Consider a thoughtful pivot
If you've tried everything and still can't find a sense of purpose in your role, then you may want to consider a career pivot or change — just be careful not to quit your job without thoughtful deliberation.
"If they're seeking a new role, because I have looked down that path before, I would just take a hard look because the grass isn't always greener on the other side," Johnston said. "Really make sure you know what you're leaving before you leave it."
However, if you have thought it through and the only thing keeping you in your current position is fear of failure, Lane suggested that the only way to move forward at that point is to take a calculated risk.
"Being willing to jump once you feel like it's time to jump is a big aspect of finding fulfillment in your career," she said. "There are a million opportunities out there and jobs you don't even know exist until you find them."
Margaritis agreed that fear is a huge factor in why people aren't pursuing meaningful work.
"If you're looking to adapt to something else, yes, make sure that you understand and do an analysis, but then take a chance," he said. "Recently, in the last four years or so, I learned that FAIL stands for 'first attempt in learning.' As CPAs, we like perfection, but it doesn't exist all the time, especially when we try and adapt to a new career."
How to reengage in your current position
Finding meaning in your work doesn't have to involve drastic changes. Small efforts can make a huge impact on your sense of purpose. The best part is that you can do any of the following from the comfort of your current role:
To find additional purpose, Lisa Johnston, CPA, CGMA, chief accounting officer at Streamline Accounting LLC, suggested mentoring current CPAs or somebody who is interested in the profession, whether that's at the college or high school level. You could choose to work with someone one-on-one or visit schools to discuss career options available to degreed accountants.

------------------------------

Aim 1:
Translate this sentence from the career passage into Spanish: "Margaritis agreed that fear is a huge factor in why people aren't pursuing meaningful work."
The career passage has no connection to the entries.

(A data block)

------------------------------

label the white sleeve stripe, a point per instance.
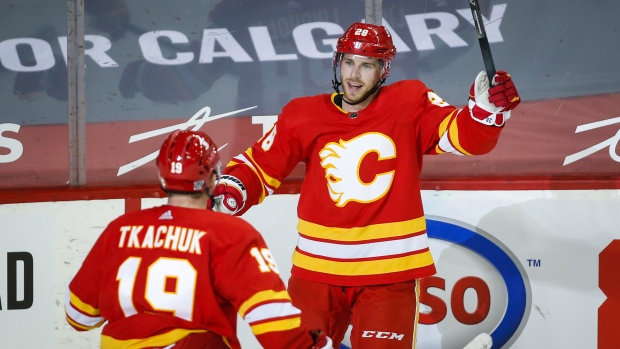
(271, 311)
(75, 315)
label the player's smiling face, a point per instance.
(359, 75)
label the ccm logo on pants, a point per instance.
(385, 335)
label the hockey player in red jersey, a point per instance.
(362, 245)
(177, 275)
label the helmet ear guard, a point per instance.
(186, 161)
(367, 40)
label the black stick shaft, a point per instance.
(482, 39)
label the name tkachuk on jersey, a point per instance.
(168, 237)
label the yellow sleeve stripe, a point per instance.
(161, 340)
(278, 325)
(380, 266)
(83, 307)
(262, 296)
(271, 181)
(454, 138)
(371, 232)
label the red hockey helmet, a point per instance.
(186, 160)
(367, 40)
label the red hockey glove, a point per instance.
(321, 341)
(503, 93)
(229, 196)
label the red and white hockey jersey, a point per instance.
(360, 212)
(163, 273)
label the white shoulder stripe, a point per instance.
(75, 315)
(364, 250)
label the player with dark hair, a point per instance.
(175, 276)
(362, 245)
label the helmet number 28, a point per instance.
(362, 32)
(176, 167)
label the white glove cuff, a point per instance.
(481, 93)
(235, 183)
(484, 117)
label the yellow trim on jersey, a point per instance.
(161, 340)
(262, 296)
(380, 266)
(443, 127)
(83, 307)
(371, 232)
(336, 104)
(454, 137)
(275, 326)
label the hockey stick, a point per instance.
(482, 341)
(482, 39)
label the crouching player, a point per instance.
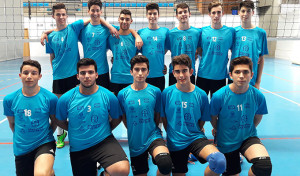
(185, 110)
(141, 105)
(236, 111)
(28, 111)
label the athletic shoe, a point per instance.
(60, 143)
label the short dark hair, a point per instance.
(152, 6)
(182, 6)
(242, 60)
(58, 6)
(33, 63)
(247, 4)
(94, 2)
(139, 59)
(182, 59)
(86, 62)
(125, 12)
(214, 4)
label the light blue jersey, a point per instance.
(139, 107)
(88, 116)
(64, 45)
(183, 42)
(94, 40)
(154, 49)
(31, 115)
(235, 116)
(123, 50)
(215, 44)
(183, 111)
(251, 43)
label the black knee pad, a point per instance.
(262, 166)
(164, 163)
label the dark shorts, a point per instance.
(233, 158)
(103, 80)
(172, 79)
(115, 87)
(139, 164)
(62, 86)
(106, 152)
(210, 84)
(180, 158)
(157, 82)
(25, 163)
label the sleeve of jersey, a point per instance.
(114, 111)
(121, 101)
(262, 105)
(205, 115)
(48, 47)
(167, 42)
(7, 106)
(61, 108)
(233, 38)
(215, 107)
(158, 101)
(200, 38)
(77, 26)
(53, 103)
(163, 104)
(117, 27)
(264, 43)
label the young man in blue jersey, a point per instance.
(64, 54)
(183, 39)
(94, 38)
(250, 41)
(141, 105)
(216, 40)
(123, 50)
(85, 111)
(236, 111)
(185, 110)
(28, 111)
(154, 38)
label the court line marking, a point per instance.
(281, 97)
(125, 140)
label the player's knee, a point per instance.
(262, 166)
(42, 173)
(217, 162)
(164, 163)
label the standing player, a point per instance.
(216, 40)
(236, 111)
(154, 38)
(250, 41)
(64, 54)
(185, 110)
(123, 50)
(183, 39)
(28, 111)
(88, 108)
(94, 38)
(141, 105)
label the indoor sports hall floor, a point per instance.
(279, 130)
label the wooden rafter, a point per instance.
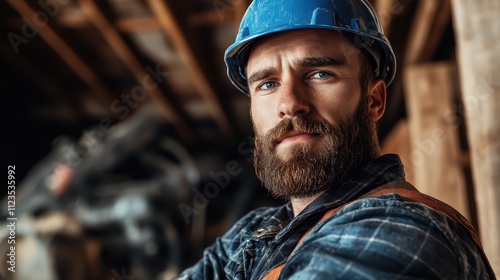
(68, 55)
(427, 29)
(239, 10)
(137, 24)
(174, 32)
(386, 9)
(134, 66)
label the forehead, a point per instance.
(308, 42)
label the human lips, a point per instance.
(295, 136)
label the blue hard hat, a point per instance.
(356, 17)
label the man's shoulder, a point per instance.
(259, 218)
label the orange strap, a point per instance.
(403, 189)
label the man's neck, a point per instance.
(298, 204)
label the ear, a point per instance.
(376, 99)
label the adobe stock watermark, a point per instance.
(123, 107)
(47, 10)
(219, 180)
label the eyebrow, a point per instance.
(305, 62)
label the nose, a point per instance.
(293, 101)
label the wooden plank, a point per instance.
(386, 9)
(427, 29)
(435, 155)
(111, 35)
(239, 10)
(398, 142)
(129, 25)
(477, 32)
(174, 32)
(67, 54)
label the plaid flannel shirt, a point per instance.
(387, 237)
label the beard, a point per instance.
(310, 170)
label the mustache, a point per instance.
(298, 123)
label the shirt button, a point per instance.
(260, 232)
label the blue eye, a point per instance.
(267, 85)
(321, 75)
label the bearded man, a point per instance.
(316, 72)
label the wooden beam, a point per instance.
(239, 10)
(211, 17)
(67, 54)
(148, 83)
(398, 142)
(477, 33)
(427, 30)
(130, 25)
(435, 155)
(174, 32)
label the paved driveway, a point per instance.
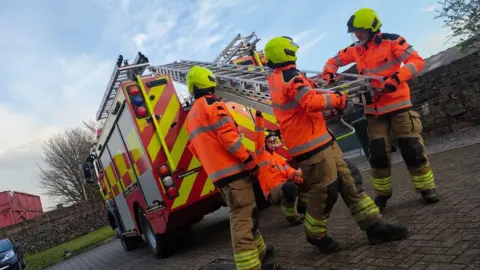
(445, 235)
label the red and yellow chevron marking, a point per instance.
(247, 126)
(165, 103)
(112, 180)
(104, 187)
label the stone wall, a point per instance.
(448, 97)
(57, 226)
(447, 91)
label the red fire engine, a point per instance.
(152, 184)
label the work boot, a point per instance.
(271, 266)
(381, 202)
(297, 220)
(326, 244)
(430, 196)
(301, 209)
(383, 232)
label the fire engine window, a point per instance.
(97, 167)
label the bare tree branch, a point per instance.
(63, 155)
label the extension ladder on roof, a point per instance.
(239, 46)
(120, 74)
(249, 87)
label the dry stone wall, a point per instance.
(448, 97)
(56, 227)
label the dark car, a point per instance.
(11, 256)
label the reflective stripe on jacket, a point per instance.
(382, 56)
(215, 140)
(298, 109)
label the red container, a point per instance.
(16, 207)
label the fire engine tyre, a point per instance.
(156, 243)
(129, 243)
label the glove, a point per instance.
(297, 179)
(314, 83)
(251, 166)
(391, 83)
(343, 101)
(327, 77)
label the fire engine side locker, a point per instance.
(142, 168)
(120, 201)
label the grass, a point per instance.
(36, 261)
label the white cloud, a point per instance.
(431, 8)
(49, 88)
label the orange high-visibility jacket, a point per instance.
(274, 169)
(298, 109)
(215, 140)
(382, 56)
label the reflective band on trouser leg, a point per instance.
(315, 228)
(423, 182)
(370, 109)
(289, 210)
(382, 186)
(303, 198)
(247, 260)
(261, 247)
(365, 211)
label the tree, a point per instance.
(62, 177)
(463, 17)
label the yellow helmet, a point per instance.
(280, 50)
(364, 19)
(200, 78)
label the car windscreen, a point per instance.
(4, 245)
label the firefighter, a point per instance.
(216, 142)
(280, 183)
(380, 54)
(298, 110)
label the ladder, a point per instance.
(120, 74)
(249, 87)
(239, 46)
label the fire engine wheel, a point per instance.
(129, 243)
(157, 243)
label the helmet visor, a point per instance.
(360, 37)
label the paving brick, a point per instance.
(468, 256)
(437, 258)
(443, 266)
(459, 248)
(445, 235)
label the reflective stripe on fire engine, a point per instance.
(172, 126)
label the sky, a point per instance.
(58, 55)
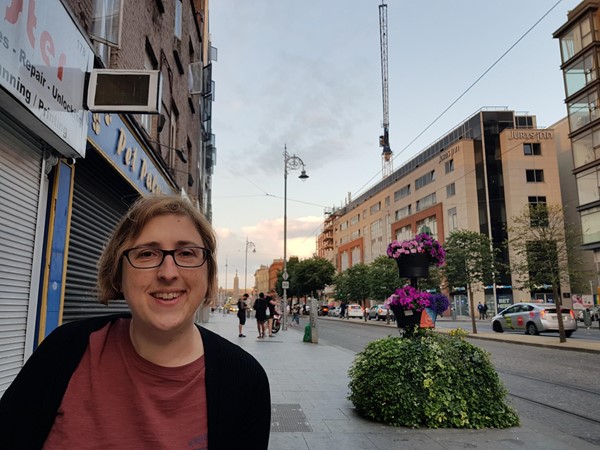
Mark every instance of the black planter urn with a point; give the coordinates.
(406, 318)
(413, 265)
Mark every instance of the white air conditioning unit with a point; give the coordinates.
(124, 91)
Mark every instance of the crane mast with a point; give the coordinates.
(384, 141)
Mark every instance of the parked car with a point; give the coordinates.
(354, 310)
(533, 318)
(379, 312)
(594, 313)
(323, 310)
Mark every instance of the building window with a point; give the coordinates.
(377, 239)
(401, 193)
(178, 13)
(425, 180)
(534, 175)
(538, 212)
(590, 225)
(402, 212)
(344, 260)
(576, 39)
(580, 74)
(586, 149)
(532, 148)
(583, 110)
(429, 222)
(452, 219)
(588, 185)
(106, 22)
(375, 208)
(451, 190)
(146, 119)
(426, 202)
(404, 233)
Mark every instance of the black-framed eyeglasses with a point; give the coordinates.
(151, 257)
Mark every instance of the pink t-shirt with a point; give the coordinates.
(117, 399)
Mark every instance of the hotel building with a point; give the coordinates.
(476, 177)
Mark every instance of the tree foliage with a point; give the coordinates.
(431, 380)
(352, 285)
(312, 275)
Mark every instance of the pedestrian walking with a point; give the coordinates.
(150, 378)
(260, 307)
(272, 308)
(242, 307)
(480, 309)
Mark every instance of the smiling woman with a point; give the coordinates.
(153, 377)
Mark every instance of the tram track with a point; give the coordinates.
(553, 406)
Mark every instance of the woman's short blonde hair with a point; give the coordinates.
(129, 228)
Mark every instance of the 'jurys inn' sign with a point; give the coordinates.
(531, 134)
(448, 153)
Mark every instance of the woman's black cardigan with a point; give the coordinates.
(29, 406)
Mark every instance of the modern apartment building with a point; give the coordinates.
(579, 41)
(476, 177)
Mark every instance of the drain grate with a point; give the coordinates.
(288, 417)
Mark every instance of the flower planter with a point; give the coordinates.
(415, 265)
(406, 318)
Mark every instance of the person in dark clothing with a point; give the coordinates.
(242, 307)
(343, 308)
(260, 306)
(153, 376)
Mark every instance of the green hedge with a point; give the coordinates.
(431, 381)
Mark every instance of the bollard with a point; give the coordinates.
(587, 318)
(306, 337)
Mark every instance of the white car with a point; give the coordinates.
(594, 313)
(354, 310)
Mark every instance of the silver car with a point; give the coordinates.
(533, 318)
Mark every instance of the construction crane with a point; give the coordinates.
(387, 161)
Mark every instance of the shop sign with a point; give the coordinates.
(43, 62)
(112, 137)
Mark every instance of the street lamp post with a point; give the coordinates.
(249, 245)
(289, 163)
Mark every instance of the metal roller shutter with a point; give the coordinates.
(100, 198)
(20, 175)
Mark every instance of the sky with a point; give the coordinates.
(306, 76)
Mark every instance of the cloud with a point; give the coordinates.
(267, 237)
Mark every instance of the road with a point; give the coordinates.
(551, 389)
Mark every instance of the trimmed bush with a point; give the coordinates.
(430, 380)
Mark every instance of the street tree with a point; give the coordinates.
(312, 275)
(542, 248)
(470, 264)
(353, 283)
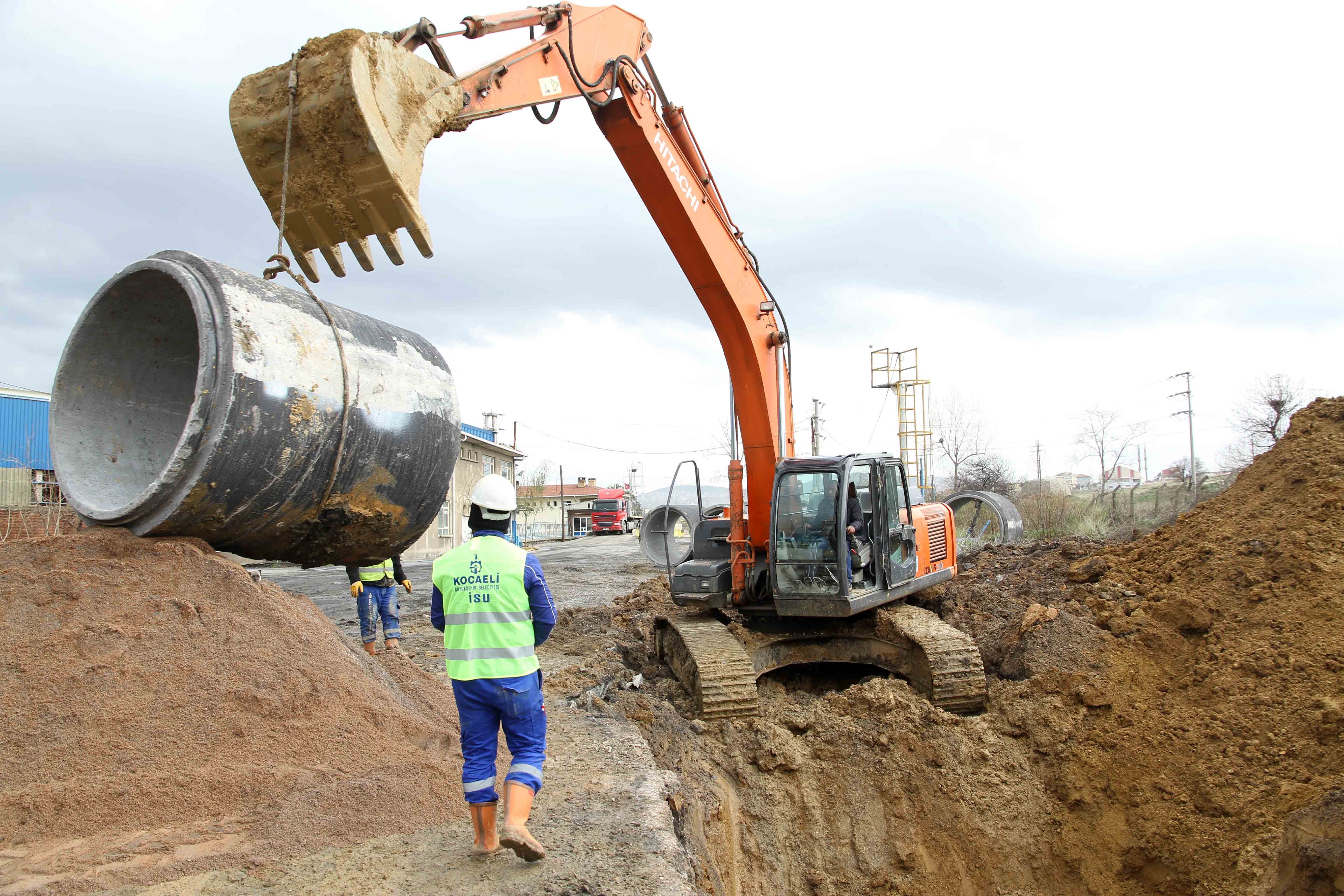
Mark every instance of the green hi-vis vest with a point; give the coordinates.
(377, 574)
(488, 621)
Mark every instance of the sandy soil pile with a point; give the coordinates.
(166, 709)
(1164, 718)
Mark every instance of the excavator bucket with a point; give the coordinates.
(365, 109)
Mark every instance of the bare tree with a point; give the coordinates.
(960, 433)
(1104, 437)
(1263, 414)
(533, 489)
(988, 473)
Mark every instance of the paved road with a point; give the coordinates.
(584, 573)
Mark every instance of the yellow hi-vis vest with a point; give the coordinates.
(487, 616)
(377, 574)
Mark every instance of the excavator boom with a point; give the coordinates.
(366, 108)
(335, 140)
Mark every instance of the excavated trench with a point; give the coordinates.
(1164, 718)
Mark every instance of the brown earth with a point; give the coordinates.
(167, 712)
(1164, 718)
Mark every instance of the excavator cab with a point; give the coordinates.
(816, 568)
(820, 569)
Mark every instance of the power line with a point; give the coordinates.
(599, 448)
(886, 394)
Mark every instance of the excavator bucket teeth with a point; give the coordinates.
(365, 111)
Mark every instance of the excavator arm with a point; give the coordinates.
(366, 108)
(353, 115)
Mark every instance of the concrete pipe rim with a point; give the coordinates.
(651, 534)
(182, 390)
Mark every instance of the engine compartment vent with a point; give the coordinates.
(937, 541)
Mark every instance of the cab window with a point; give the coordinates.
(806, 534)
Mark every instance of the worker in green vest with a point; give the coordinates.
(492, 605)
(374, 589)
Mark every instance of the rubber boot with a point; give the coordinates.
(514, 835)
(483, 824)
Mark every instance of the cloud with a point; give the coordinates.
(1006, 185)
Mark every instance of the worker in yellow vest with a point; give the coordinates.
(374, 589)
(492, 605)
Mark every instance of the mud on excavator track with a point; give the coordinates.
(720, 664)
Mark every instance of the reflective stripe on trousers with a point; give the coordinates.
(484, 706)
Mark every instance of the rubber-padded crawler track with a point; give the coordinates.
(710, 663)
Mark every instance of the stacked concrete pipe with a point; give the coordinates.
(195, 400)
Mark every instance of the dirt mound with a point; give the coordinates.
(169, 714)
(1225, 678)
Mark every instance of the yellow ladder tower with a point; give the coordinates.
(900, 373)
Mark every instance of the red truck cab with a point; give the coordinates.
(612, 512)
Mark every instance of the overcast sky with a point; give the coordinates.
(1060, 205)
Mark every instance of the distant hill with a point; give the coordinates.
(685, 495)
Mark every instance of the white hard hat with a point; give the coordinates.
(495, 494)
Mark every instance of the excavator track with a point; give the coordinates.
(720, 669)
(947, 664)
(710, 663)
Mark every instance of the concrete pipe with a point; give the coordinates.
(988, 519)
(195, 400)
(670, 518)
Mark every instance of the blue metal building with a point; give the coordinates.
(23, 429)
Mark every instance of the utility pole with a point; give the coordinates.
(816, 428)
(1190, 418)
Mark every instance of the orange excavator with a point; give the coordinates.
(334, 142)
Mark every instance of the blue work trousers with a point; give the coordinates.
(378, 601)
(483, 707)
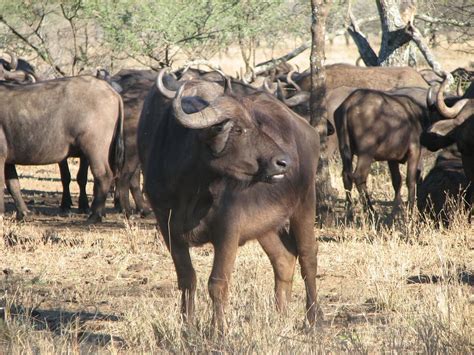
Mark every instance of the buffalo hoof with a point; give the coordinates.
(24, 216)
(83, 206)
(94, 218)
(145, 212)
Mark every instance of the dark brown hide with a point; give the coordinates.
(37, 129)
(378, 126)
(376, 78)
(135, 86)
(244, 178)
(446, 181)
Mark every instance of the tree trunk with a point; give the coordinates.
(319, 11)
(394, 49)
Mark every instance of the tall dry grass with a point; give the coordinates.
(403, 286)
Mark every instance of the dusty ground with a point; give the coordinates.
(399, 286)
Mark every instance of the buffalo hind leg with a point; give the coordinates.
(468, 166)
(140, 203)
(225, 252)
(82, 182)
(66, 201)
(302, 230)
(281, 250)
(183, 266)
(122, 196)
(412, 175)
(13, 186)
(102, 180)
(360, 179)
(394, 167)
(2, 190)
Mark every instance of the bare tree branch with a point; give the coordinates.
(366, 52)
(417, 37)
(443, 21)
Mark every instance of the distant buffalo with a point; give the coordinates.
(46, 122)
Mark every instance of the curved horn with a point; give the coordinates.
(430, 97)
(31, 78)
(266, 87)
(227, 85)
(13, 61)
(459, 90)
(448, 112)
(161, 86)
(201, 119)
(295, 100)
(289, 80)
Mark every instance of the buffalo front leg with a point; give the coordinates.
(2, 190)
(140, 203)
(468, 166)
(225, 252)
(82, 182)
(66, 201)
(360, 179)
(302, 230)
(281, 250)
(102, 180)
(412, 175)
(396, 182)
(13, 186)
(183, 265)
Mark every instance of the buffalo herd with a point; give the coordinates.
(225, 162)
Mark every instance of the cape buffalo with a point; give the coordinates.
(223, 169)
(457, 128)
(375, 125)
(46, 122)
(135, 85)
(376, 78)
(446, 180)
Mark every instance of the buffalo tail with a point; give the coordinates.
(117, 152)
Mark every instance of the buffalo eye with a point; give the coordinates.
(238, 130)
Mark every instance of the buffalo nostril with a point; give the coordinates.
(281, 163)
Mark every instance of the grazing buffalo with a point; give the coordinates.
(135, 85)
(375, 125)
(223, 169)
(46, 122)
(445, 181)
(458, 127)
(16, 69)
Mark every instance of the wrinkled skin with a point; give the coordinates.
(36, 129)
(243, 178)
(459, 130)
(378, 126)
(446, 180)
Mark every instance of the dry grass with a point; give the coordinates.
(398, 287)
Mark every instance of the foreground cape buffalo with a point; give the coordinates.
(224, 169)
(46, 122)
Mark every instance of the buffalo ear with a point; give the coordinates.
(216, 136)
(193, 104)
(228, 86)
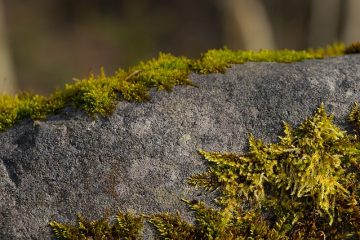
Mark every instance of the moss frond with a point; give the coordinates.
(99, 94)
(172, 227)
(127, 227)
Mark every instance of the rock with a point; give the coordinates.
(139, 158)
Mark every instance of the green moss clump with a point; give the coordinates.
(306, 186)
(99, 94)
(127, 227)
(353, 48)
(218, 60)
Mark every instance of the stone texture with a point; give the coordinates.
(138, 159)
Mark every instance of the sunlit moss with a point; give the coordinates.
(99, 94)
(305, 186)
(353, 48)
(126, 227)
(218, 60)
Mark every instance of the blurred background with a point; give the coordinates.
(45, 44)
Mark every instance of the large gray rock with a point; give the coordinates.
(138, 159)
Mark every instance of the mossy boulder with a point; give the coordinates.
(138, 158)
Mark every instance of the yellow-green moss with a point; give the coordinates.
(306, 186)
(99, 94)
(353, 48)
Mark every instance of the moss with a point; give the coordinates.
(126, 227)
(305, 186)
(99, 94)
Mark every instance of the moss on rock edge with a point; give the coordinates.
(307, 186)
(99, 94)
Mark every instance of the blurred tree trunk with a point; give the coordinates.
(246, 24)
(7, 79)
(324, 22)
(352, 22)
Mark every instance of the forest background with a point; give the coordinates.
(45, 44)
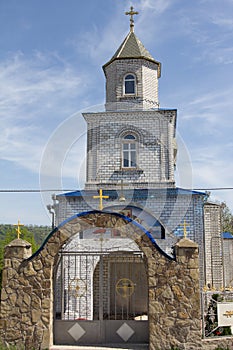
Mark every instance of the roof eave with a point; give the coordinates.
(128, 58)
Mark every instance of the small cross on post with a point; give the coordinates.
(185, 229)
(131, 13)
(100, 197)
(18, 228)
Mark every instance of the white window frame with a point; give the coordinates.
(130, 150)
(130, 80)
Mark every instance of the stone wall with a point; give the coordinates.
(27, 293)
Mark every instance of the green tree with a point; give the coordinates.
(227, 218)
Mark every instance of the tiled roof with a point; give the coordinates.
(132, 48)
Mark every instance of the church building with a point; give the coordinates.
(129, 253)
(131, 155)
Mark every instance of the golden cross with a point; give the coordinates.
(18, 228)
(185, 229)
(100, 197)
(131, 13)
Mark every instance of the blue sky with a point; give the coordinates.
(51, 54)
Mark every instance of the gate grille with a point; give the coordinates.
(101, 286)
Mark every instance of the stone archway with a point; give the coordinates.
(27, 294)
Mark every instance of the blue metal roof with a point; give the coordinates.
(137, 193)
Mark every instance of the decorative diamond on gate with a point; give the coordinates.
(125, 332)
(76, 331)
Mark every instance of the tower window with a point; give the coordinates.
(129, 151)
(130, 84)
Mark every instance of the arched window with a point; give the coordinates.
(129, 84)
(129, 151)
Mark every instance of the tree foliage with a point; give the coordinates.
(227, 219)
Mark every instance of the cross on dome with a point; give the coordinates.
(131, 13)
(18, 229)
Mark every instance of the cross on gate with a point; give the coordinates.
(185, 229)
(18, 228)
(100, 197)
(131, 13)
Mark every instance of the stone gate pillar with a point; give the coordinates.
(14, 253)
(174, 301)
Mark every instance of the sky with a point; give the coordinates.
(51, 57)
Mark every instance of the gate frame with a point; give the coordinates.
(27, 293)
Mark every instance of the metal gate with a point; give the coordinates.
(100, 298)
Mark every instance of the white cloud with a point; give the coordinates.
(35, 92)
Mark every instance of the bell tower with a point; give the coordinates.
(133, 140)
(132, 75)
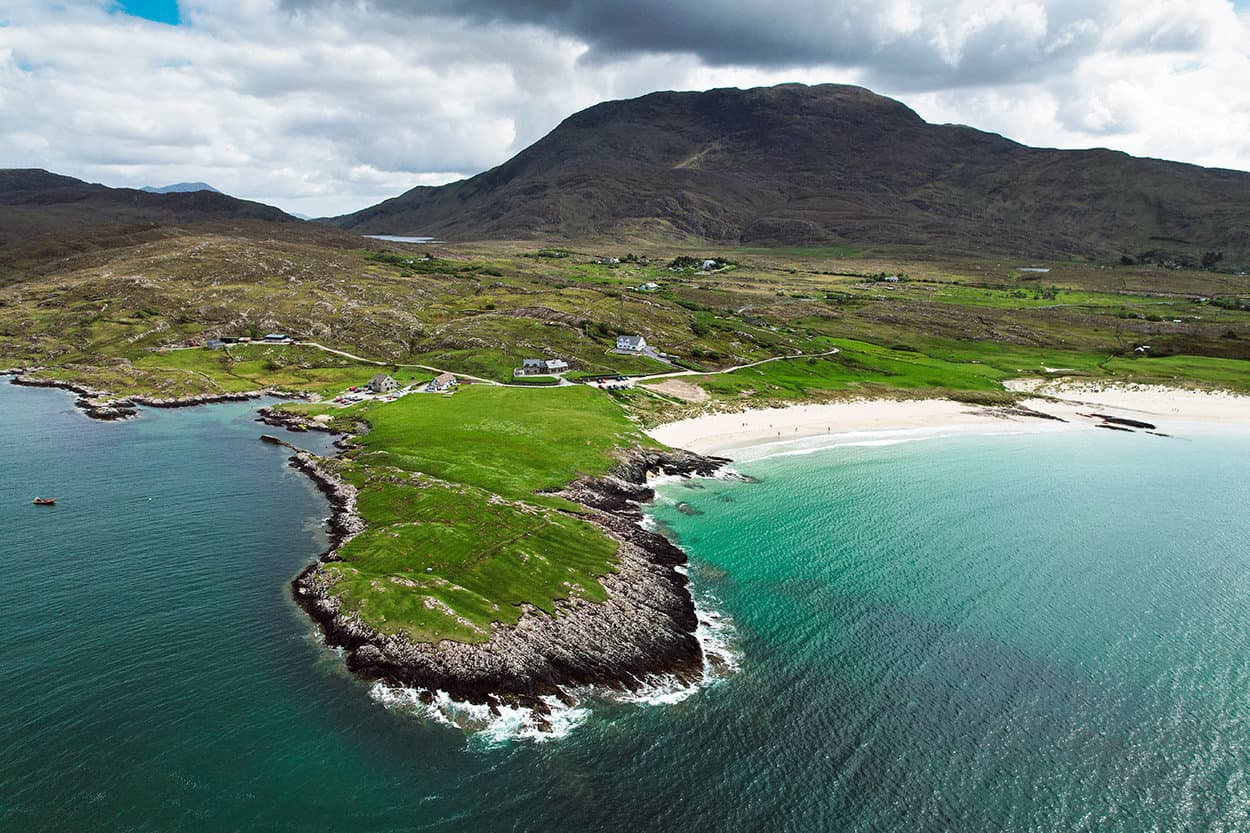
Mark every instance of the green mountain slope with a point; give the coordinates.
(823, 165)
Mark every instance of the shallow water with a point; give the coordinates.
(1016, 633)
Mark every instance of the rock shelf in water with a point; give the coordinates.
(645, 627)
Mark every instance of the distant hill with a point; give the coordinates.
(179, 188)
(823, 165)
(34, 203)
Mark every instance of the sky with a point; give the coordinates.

------------------------------

Aim 2:
Find every line in the entries that contains the string "stick", matching case exactly, and copy each such line.

Correct response 1:
Margaritis estuvo de acuerdo en que el miedo es un factor enorme en el hecho de que la gente no busque un trabajo significativo.

Correct response 2:
label the black stick shaft, a point per instance.
label the hockey stick, a point per instance.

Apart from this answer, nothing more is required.